SOAL LATIHAN.
Hitung baris dalam item di bawah ini yang memuat kata "butterfly". Tuliskan jumlahnya saja.

DATA YANG DITAMPILKAN.
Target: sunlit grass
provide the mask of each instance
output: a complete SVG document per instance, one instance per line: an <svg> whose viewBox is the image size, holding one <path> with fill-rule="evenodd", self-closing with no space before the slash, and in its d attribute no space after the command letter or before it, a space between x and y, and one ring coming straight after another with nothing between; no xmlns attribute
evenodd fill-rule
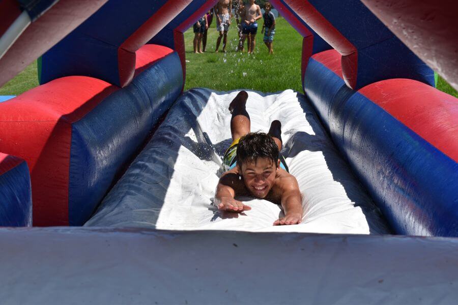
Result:
<svg viewBox="0 0 458 305"><path fill-rule="evenodd" d="M263 42L262 20L260 21L256 50L252 55L236 51L238 38L235 22L228 32L226 53L214 52L217 37L214 22L208 31L207 52L204 54L194 54L192 28L187 31L185 41L186 59L189 62L186 63L185 89L206 87L217 90L245 88L264 92L286 89L302 91L302 38L283 18L277 18L274 39L275 54L269 55ZM18 95L38 85L35 61L0 88L0 95ZM458 97L456 90L440 76L437 88Z"/></svg>

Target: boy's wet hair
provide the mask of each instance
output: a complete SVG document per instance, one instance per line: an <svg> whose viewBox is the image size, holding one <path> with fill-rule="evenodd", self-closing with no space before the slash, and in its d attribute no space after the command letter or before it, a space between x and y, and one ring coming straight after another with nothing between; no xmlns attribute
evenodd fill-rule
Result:
<svg viewBox="0 0 458 305"><path fill-rule="evenodd" d="M271 160L277 167L278 146L273 139L263 132L252 132L240 138L237 145L237 164L257 162L260 158Z"/></svg>

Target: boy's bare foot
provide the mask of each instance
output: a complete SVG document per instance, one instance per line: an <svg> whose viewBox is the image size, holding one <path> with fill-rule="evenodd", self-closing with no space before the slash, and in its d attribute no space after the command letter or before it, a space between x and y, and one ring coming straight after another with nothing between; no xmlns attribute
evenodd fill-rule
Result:
<svg viewBox="0 0 458 305"><path fill-rule="evenodd" d="M278 149L281 150L283 141L281 140L281 123L276 119L270 124L270 128L267 134L272 137L275 144L278 146Z"/></svg>
<svg viewBox="0 0 458 305"><path fill-rule="evenodd" d="M270 128L267 134L271 137L278 138L281 134L281 123L278 119L272 121L270 123Z"/></svg>
<svg viewBox="0 0 458 305"><path fill-rule="evenodd" d="M300 213L289 214L284 217L279 218L274 222L274 226L298 225L302 221L302 215Z"/></svg>
<svg viewBox="0 0 458 305"><path fill-rule="evenodd" d="M231 104L229 105L229 111L232 114L234 109L236 108L245 108L246 104L246 100L248 99L248 94L246 91L241 91L234 98Z"/></svg>

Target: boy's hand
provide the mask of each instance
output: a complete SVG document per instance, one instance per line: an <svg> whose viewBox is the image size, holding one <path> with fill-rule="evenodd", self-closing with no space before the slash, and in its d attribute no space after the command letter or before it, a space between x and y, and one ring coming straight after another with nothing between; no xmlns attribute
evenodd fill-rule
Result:
<svg viewBox="0 0 458 305"><path fill-rule="evenodd" d="M274 226L298 225L302 221L302 215L300 214L291 214L284 217L279 218L274 222Z"/></svg>
<svg viewBox="0 0 458 305"><path fill-rule="evenodd" d="M250 210L251 208L234 198L221 198L218 205L218 209L228 212L243 212Z"/></svg>

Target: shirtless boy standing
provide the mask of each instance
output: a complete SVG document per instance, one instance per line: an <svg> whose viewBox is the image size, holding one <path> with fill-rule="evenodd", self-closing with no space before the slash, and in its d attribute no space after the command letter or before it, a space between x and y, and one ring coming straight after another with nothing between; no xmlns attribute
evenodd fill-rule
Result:
<svg viewBox="0 0 458 305"><path fill-rule="evenodd" d="M254 0L250 0L248 5L245 7L244 14L245 20L242 23L242 45L245 40L248 37L248 54L254 51L255 39L257 32L257 19L262 18L261 8L257 4L254 4Z"/></svg>
<svg viewBox="0 0 458 305"><path fill-rule="evenodd" d="M299 185L279 152L281 125L274 120L268 133L250 133L250 117L245 108L247 98L248 94L241 91L229 106L233 141L224 154L224 166L228 170L219 179L215 204L221 210L241 212L251 208L234 198L252 196L281 204L285 216L274 225L300 223L302 205Z"/></svg>
<svg viewBox="0 0 458 305"><path fill-rule="evenodd" d="M219 0L215 7L215 13L216 14L216 30L219 32L219 36L216 40L216 49L215 52L218 52L221 39L223 37L223 52L225 52L227 31L229 30L231 18L232 17L232 0Z"/></svg>

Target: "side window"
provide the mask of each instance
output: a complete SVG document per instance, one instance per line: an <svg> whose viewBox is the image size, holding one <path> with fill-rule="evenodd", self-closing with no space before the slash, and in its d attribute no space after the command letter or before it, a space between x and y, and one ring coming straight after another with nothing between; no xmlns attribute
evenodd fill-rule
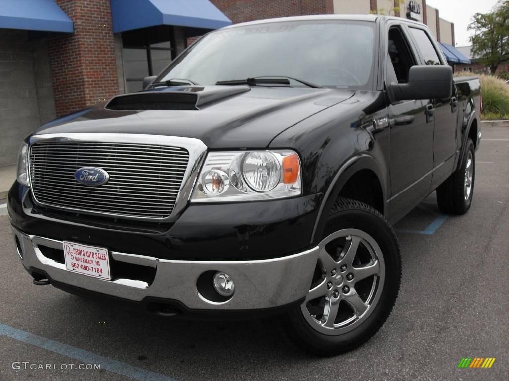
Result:
<svg viewBox="0 0 509 381"><path fill-rule="evenodd" d="M421 29L410 28L412 34L415 39L417 46L424 57L427 65L441 65L440 59L438 57L437 51L430 40L430 36Z"/></svg>
<svg viewBox="0 0 509 381"><path fill-rule="evenodd" d="M406 40L399 28L389 29L388 47L390 61L387 62L388 81L390 83L397 80L398 83L406 83L408 81L408 72L415 64Z"/></svg>

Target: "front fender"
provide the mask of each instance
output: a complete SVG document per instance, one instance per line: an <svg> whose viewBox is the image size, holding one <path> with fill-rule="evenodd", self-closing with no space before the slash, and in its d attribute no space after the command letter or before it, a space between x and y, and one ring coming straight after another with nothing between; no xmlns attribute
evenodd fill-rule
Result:
<svg viewBox="0 0 509 381"><path fill-rule="evenodd" d="M382 185L383 193L384 215L388 211L388 204L385 202L387 200L387 178L377 160L367 153L350 157L342 165L334 174L327 188L318 210L318 214L311 236L311 242L315 242L323 235L323 231L329 212L332 209L332 205L337 200L340 193L351 177L362 170L372 171L376 175Z"/></svg>

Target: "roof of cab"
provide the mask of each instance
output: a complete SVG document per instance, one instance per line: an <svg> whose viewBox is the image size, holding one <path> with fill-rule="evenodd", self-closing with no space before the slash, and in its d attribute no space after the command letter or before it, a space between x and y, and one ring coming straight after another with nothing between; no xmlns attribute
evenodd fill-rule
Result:
<svg viewBox="0 0 509 381"><path fill-rule="evenodd" d="M238 24L229 25L221 28L220 30L231 28L235 28L237 26L247 26L249 25L259 25L260 24L268 24L273 22L284 22L288 21L324 21L330 20L341 20L354 21L369 21L375 22L378 19L380 19L383 21L387 21L390 20L396 20L401 22L407 23L415 23L422 26L423 24L418 23L411 20L401 18L401 17L394 17L388 16L381 16L380 15L313 15L312 16L297 16L291 17L278 17L277 18L266 19L265 20L257 20L253 21L248 21L247 22L241 22Z"/></svg>
<svg viewBox="0 0 509 381"><path fill-rule="evenodd" d="M254 21L241 22L238 24L228 25L221 29L235 28L237 26L246 26L267 24L272 22L282 22L285 21L323 21L325 20L347 20L357 21L371 21L374 22L380 16L378 15L313 15L312 16L296 16L291 17L278 17L265 20L256 20Z"/></svg>

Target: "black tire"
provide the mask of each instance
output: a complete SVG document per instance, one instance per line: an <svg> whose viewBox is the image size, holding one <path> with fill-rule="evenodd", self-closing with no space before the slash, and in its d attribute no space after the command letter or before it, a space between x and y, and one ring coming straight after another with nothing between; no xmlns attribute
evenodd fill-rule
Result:
<svg viewBox="0 0 509 381"><path fill-rule="evenodd" d="M383 254L385 280L378 303L373 306L367 319L344 334L331 336L318 332L306 321L300 306L288 312L284 321L290 339L304 350L319 356L343 353L369 340L387 319L399 290L401 277L400 247L394 231L383 216L366 204L340 198L332 207L323 238L345 229L362 231L376 240Z"/></svg>
<svg viewBox="0 0 509 381"><path fill-rule="evenodd" d="M470 208L474 194L475 180L475 149L471 139L467 141L465 152L461 158L460 166L449 177L437 188L437 201L438 207L442 213L447 214L464 214ZM465 198L465 174L469 159L469 153L472 158L472 180L471 190Z"/></svg>

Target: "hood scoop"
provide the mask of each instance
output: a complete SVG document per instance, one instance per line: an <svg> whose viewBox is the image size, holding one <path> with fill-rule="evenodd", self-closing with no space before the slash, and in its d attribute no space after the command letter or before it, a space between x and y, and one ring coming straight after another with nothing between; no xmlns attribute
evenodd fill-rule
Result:
<svg viewBox="0 0 509 381"><path fill-rule="evenodd" d="M209 103L249 91L248 86L178 86L117 96L108 110L199 110Z"/></svg>

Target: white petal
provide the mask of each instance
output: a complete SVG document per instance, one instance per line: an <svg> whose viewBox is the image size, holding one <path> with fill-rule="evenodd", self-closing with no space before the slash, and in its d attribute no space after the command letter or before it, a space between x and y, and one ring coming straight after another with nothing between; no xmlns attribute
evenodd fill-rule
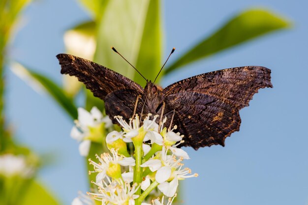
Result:
<svg viewBox="0 0 308 205"><path fill-rule="evenodd" d="M101 172L96 175L95 180L96 183L100 182L102 180L104 179L106 177L106 170L103 170Z"/></svg>
<svg viewBox="0 0 308 205"><path fill-rule="evenodd" d="M74 199L71 204L72 205L83 205L83 203L81 202L81 200L78 197Z"/></svg>
<svg viewBox="0 0 308 205"><path fill-rule="evenodd" d="M178 177L175 177L169 183L169 189L168 189L168 192L165 194L168 197L172 197L177 192L177 189L179 185L179 181L178 180Z"/></svg>
<svg viewBox="0 0 308 205"><path fill-rule="evenodd" d="M167 140L170 142L179 142L182 140L182 138L174 132L170 131L167 133Z"/></svg>
<svg viewBox="0 0 308 205"><path fill-rule="evenodd" d="M161 204L160 202L159 202L159 200L158 200L157 199L155 199L154 200L153 205L164 205L162 204Z"/></svg>
<svg viewBox="0 0 308 205"><path fill-rule="evenodd" d="M143 149L143 156L145 156L151 150L151 146L145 144L142 144L142 149Z"/></svg>
<svg viewBox="0 0 308 205"><path fill-rule="evenodd" d="M84 157L86 157L89 154L89 151L90 150L90 146L91 146L91 140L84 140L79 144L79 147L78 149L79 150L79 153L80 155Z"/></svg>
<svg viewBox="0 0 308 205"><path fill-rule="evenodd" d="M172 153L177 156L178 157L183 157L183 159L190 159L188 154L186 152L184 151L181 148L173 147L172 146L170 146L169 147L170 150L171 150Z"/></svg>
<svg viewBox="0 0 308 205"><path fill-rule="evenodd" d="M81 141L83 138L85 137L85 135L82 132L81 132L79 130L78 130L78 128L74 126L70 131L70 136L72 138L78 141Z"/></svg>
<svg viewBox="0 0 308 205"><path fill-rule="evenodd" d="M128 137L128 138L132 138L134 137L136 137L139 134L139 132L137 129L135 129L134 130L130 130L129 132L126 133L124 135L126 137Z"/></svg>
<svg viewBox="0 0 308 205"><path fill-rule="evenodd" d="M134 173L132 172L126 172L122 174L122 178L124 181L126 183L132 182L134 180Z"/></svg>
<svg viewBox="0 0 308 205"><path fill-rule="evenodd" d="M158 132L149 131L146 134L146 136L147 136L149 139L151 140L151 144L156 143L159 145L162 145L162 136ZM144 141L145 141L144 140Z"/></svg>
<svg viewBox="0 0 308 205"><path fill-rule="evenodd" d="M128 137L124 137L123 138L123 141L125 143L132 143L133 141L131 140L131 139L128 138Z"/></svg>
<svg viewBox="0 0 308 205"><path fill-rule="evenodd" d="M148 187L149 187L150 184L151 182L150 181L150 178L147 177L146 177L144 181L142 181L141 182L141 189L143 191L145 190Z"/></svg>
<svg viewBox="0 0 308 205"><path fill-rule="evenodd" d="M156 173L155 179L160 183L166 181L171 176L171 168L169 166L166 166L160 168Z"/></svg>
<svg viewBox="0 0 308 205"><path fill-rule="evenodd" d="M102 122L105 123L105 128L109 128L112 125L112 121L110 119L109 116L104 117L101 120Z"/></svg>
<svg viewBox="0 0 308 205"><path fill-rule="evenodd" d="M161 162L159 159L150 159L140 165L141 167L149 167L152 172L158 170L161 167Z"/></svg>
<svg viewBox="0 0 308 205"><path fill-rule="evenodd" d="M124 158L118 162L119 164L122 166L135 166L135 159L132 157L124 157Z"/></svg>
<svg viewBox="0 0 308 205"><path fill-rule="evenodd" d="M94 119L92 115L89 112L83 108L78 108L78 121L82 126L94 125Z"/></svg>
<svg viewBox="0 0 308 205"><path fill-rule="evenodd" d="M122 133L119 132L117 131L113 131L111 132L108 133L106 137L106 142L107 144L112 143L113 142L121 138L122 136Z"/></svg>
<svg viewBox="0 0 308 205"><path fill-rule="evenodd" d="M169 189L169 183L165 181L164 182L161 183L160 184L158 184L157 186L157 188L159 189L163 194L165 194L165 193L168 192L168 189Z"/></svg>
<svg viewBox="0 0 308 205"><path fill-rule="evenodd" d="M90 111L90 113L91 113L91 115L92 115L92 117L94 118L94 119L100 122L102 118L103 118L103 115L99 110L97 109L97 108L96 107L92 107Z"/></svg>

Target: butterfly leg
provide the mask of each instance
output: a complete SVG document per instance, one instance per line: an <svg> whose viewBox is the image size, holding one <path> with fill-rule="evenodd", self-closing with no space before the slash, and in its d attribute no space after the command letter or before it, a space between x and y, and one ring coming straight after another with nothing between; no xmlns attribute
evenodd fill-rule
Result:
<svg viewBox="0 0 308 205"><path fill-rule="evenodd" d="M140 98L141 97L141 95L138 95L136 99L136 103L135 103L135 107L134 108L134 112L133 113L133 116L131 117L132 119L135 117L135 115L136 115L136 110L137 109L137 106L138 105L138 101Z"/></svg>
<svg viewBox="0 0 308 205"><path fill-rule="evenodd" d="M175 110L173 110L173 114L172 114L172 117L171 117L171 120L170 121L170 125L169 125L169 129L168 131L170 131L171 130L171 128L172 127L172 123L173 123L173 119L174 118L174 115L175 115Z"/></svg>
<svg viewBox="0 0 308 205"><path fill-rule="evenodd" d="M159 123L158 124L158 130L160 130L160 127L161 127L161 124L162 122L162 117L164 116L164 111L165 111L165 106L166 103L164 102L162 102L162 106L161 107L161 114L160 114L160 118L159 119Z"/></svg>
<svg viewBox="0 0 308 205"><path fill-rule="evenodd" d="M144 100L144 102L143 103L143 105L142 106L142 109L141 109L141 113L140 114L140 120L139 121L139 124L141 123L141 120L142 120L142 115L143 114L143 109L144 108L144 106L146 105L146 102L147 102L147 100L148 99L148 97L149 96L149 93L150 92L148 92L147 94L147 96L146 97L146 99Z"/></svg>

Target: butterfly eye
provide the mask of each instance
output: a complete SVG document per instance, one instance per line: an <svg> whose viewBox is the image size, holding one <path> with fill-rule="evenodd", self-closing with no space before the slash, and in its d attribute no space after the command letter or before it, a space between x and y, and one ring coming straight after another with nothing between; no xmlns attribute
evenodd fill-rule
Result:
<svg viewBox="0 0 308 205"><path fill-rule="evenodd" d="M152 92L153 93L155 93L157 91L157 88L156 86L153 86L153 87L152 88Z"/></svg>

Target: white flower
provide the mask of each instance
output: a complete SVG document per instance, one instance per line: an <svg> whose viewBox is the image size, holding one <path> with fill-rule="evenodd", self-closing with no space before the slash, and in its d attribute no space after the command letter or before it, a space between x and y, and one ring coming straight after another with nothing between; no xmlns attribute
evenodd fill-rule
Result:
<svg viewBox="0 0 308 205"><path fill-rule="evenodd" d="M99 164L97 164L95 162L89 159L90 164L94 166L94 171L89 172L89 174L91 173L98 173L96 177L96 183L103 180L106 176L107 172L108 171L110 165L118 164L122 166L135 166L135 160L132 157L125 157L122 156L119 156L118 152L114 149L110 150L112 156L110 155L109 153L104 153L101 155L99 157L96 155L96 158L99 160ZM113 173L109 174L110 175L117 174L118 172L121 173L121 167L119 170L112 170ZM116 173L115 173L116 172ZM110 176L113 177L113 176Z"/></svg>
<svg viewBox="0 0 308 205"><path fill-rule="evenodd" d="M140 165L140 167L149 167L152 172L155 172L161 167L161 162L157 159L149 159Z"/></svg>
<svg viewBox="0 0 308 205"><path fill-rule="evenodd" d="M184 165L182 163L183 158L177 159L173 153L171 155L167 155L168 148L165 150L163 146L161 151L161 160L163 167L157 170L155 176L155 180L160 183L158 189L164 195L172 197L175 194L178 185L178 180L183 180L186 178L198 176L198 174L191 175L191 171L188 168L182 169ZM170 182L168 180L172 179Z"/></svg>
<svg viewBox="0 0 308 205"><path fill-rule="evenodd" d="M143 149L143 156L147 155L151 150L151 146L145 144L142 144L142 149Z"/></svg>
<svg viewBox="0 0 308 205"><path fill-rule="evenodd" d="M181 162L183 158L177 159L172 153L171 155L167 154L169 148L163 146L162 150L160 153L160 159L152 159L141 165L142 167L149 167L152 172L157 171L155 175L155 179L159 183L158 188L165 195L172 197L174 196L179 182L179 179L184 179L197 176L195 174L190 175L191 171L188 168L182 169L184 164ZM168 181L172 179L170 182Z"/></svg>
<svg viewBox="0 0 308 205"><path fill-rule="evenodd" d="M174 200L174 198L177 196L177 194L176 194L173 198L170 198L168 200L168 202L166 205L171 205L172 204L172 202L173 202L173 200ZM161 202L159 201L159 198L154 199L154 200L152 200L152 203L153 205L164 205L164 196L162 196L161 198ZM141 205L152 205L151 204L148 203L141 203Z"/></svg>
<svg viewBox="0 0 308 205"><path fill-rule="evenodd" d="M136 117L134 119L129 119L128 123L123 119L122 117L116 116L115 118L118 120L124 131L124 141L126 143L132 142L131 138L137 136L139 133L139 130L142 127L143 131L146 132L143 139L144 142L150 140L151 144L156 143L162 145L162 136L158 132L158 125L155 122L158 116L154 116L153 119L150 120L150 117L151 116L151 114L148 115L148 116L143 120L142 126L140 126L139 117L138 115L136 115Z"/></svg>
<svg viewBox="0 0 308 205"><path fill-rule="evenodd" d="M149 176L147 176L145 179L141 182L141 189L143 191L145 190L150 186L151 181Z"/></svg>
<svg viewBox="0 0 308 205"><path fill-rule="evenodd" d="M102 201L102 204L114 205L134 205L135 199L139 195L134 194L140 186L135 184L130 186L129 183L119 184L116 183L95 183L98 186L98 193L88 192L96 200Z"/></svg>
<svg viewBox="0 0 308 205"><path fill-rule="evenodd" d="M0 174L7 177L18 175L29 177L34 172L34 168L27 165L23 156L15 156L11 154L0 156Z"/></svg>
<svg viewBox="0 0 308 205"><path fill-rule="evenodd" d="M98 127L102 123L105 123L105 128L110 127L112 125L109 117L104 117L96 107L93 107L90 112L82 108L78 108L77 110L78 119L75 121L76 125L72 128L70 136L78 142L84 141L91 135L91 128ZM79 145L79 153L81 156L88 156L90 145L91 142Z"/></svg>
<svg viewBox="0 0 308 205"><path fill-rule="evenodd" d="M114 130L107 135L106 137L106 142L107 144L111 144L119 139L123 139L123 132L119 132L117 131Z"/></svg>

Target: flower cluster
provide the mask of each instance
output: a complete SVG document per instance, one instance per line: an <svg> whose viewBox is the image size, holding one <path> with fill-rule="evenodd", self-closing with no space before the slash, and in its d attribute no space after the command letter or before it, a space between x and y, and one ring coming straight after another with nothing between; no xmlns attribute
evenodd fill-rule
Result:
<svg viewBox="0 0 308 205"><path fill-rule="evenodd" d="M79 153L87 156L91 142L101 142L103 140L105 129L112 125L108 116L104 117L96 107L90 112L84 108L78 109L78 119L75 120L75 125L71 131L71 137L80 142Z"/></svg>
<svg viewBox="0 0 308 205"><path fill-rule="evenodd" d="M163 205L165 196L169 198L166 204L171 205L179 180L197 176L184 168L183 160L189 157L177 147L184 136L175 132L176 125L172 129L164 127L165 117L158 124L158 117L149 114L141 120L135 115L128 122L121 116L115 117L122 130L107 135L110 152L96 155L95 160L89 159L93 167L89 174L96 175L92 183L96 189L88 192L89 196L104 205L149 205L151 202ZM159 195L163 196L161 201L157 198ZM72 204L93 204L89 198L82 199L75 199Z"/></svg>

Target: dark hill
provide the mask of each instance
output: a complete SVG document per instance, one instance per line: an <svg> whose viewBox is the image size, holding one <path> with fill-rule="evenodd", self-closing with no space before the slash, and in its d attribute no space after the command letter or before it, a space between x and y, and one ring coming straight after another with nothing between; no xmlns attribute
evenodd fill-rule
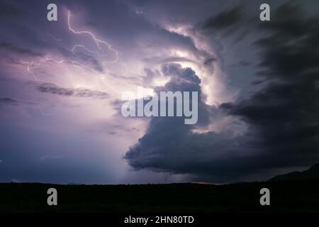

JAWABAN LATIHAN.
2